(Énoncé a):
Dans l'extrait sur la création sonore du spectacle Fraternité, Conte fantastique, qui s'occupe de la régie son de tournée ?

─── Extrait du texte ───

Une création sonore au service de la fiction
C’est dans la salle de La FabricA, à deux jours de leur première au Festival d’Avignon, que l’équipe son du spectacle Fraternité, Conte fantastique nous accueille. Antoine Richard, concepteur son, Orane Duclos, régisseuse son de création et Thibaut Farineau, régisseur son de tournée, sont en réglage et ajustent la multidiffusion et les mixages. Petit tour du dispositif et entretien au sujet de cette création sonore.
Une création collaborative
La compagnie Les Hommes Approximatifs rassemble six collaborateurs artistiques : Caroline Guiela Nguyen en est l’autrice et la metteuse en scène, Alice Duchange est la scénographe, Jérémie Papin l’éclairagiste, Jérémie Scheidler le vidéaste, Benjamin Moreau le costumier et Antoine Richard en est le créateur sonore.
Aux prémices d’un projet, Caroline Guiela Nguyen impulse des idées et des pistes narratives dont chacun s’empare pour travailler à la conception et la construction d’un univers fait d’espaces, d’images et de sons. Le choix du lieu, de la scénographie, est le point de départ du travail de l’équipe.

─── Données fournies ───

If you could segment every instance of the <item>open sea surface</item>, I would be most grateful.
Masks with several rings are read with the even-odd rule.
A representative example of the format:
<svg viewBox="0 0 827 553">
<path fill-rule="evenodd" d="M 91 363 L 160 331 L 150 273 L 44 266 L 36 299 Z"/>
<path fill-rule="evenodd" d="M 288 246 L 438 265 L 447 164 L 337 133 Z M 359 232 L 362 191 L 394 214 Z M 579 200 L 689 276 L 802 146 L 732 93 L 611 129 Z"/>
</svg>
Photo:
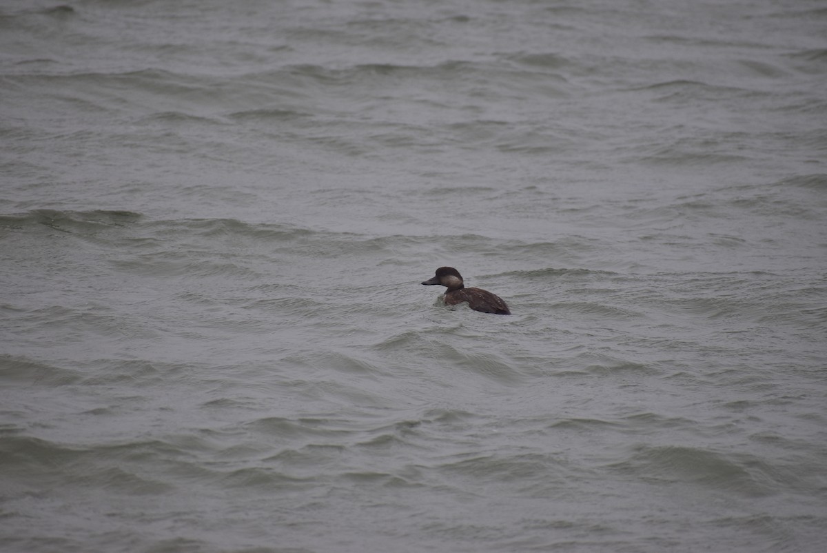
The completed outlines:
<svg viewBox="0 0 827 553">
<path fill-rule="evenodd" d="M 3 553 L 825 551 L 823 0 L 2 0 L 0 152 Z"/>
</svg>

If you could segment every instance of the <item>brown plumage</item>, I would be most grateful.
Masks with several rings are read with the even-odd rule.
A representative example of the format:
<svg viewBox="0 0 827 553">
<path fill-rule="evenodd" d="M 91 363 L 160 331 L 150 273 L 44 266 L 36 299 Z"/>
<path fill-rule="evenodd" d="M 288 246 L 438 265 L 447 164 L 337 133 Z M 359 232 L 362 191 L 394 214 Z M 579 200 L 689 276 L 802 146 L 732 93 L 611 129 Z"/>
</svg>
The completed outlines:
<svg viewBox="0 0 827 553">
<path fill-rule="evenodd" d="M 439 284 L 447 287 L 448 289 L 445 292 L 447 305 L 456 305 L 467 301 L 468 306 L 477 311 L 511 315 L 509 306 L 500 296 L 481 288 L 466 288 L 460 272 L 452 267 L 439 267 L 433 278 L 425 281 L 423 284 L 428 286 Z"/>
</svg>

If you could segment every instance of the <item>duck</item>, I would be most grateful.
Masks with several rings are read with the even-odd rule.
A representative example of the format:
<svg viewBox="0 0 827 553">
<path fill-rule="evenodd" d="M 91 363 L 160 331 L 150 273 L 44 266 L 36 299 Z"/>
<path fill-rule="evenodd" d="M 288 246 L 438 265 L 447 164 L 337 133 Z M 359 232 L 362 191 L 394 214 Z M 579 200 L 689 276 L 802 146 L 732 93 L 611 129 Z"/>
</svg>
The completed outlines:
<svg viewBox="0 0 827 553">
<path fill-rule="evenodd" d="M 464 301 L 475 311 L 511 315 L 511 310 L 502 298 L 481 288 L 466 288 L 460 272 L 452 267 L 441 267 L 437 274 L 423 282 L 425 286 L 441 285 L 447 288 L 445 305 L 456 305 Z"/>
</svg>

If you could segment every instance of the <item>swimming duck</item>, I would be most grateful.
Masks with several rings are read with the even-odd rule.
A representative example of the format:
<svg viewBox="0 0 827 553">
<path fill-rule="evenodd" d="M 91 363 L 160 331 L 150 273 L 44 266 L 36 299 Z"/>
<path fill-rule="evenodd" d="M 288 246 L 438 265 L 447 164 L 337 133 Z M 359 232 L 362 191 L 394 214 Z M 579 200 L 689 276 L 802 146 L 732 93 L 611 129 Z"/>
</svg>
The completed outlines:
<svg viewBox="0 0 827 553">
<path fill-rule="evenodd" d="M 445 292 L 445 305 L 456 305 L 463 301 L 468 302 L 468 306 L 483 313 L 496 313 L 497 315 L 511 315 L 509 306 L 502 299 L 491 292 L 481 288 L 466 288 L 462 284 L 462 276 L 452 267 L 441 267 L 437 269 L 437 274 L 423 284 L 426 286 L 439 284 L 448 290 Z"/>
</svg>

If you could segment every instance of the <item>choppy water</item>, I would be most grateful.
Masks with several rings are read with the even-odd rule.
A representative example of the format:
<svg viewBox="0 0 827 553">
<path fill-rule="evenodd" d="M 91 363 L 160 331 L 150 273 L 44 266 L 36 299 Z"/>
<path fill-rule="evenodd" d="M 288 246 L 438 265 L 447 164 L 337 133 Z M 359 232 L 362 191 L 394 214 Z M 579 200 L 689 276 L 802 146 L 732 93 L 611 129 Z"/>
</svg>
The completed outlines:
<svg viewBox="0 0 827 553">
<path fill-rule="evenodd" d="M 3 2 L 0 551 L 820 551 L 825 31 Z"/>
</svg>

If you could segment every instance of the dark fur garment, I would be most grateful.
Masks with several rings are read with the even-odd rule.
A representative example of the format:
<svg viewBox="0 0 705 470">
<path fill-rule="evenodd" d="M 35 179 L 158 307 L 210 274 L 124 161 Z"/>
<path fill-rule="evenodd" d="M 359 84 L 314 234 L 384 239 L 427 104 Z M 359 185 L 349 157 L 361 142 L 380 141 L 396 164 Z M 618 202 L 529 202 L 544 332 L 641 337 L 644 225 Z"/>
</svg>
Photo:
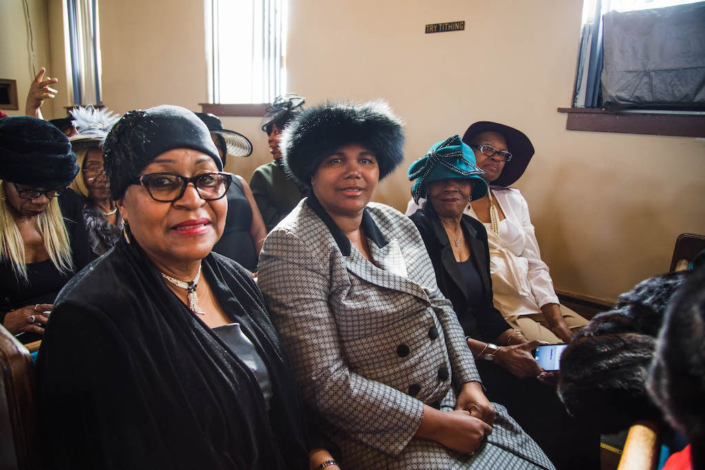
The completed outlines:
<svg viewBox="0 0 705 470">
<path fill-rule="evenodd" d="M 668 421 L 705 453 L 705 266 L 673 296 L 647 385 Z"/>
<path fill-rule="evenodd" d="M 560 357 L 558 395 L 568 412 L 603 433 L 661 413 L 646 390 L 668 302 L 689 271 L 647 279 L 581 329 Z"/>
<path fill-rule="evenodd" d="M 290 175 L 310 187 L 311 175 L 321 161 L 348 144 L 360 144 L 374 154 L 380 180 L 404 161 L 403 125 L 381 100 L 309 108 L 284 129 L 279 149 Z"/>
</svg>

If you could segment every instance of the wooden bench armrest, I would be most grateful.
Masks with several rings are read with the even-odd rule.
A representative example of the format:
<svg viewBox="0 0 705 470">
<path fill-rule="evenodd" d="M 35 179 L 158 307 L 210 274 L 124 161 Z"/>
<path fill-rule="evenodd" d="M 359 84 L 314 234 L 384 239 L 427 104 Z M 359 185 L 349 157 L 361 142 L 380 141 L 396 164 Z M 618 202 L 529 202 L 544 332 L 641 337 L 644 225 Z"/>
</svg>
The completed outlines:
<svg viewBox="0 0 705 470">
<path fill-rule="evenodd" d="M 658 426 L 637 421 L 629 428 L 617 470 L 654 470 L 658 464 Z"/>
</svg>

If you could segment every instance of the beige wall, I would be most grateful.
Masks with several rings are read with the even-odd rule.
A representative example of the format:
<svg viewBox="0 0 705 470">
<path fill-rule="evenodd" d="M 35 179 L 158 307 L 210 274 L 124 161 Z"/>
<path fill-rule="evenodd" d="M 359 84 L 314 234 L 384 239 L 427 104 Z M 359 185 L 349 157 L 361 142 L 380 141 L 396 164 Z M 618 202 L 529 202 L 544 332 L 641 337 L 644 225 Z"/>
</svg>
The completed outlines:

───

(Énoncé b):
Relevez chaque ligne des enregistrements où figure le mot « instance ». Les majuscules et les minuscules comptent.

(Résultat attendu a):
Thibaut Farineau.

(Résultat attendu b):
If you could segment every instance of the <item>open sea surface</item>, I would be most grateful.
If you could segment every instance of the <item>brown plumage</item>, I would be most grateful.
If you could segment every instance of the <item>duck</item>, I would be most grateful.
If you could segment every instance of the <item>swimming duck</item>, I would be most grateful.
If you could segment every instance of the <item>choppy water</item>, I would be most grateful.
If you could segment every instance of the dark fur garment, I would be most grateful.
If you could segment every instance of the wooden bench armrest, I would be most grateful.
If you could segment every instance of the beige wall, I would be most grateful.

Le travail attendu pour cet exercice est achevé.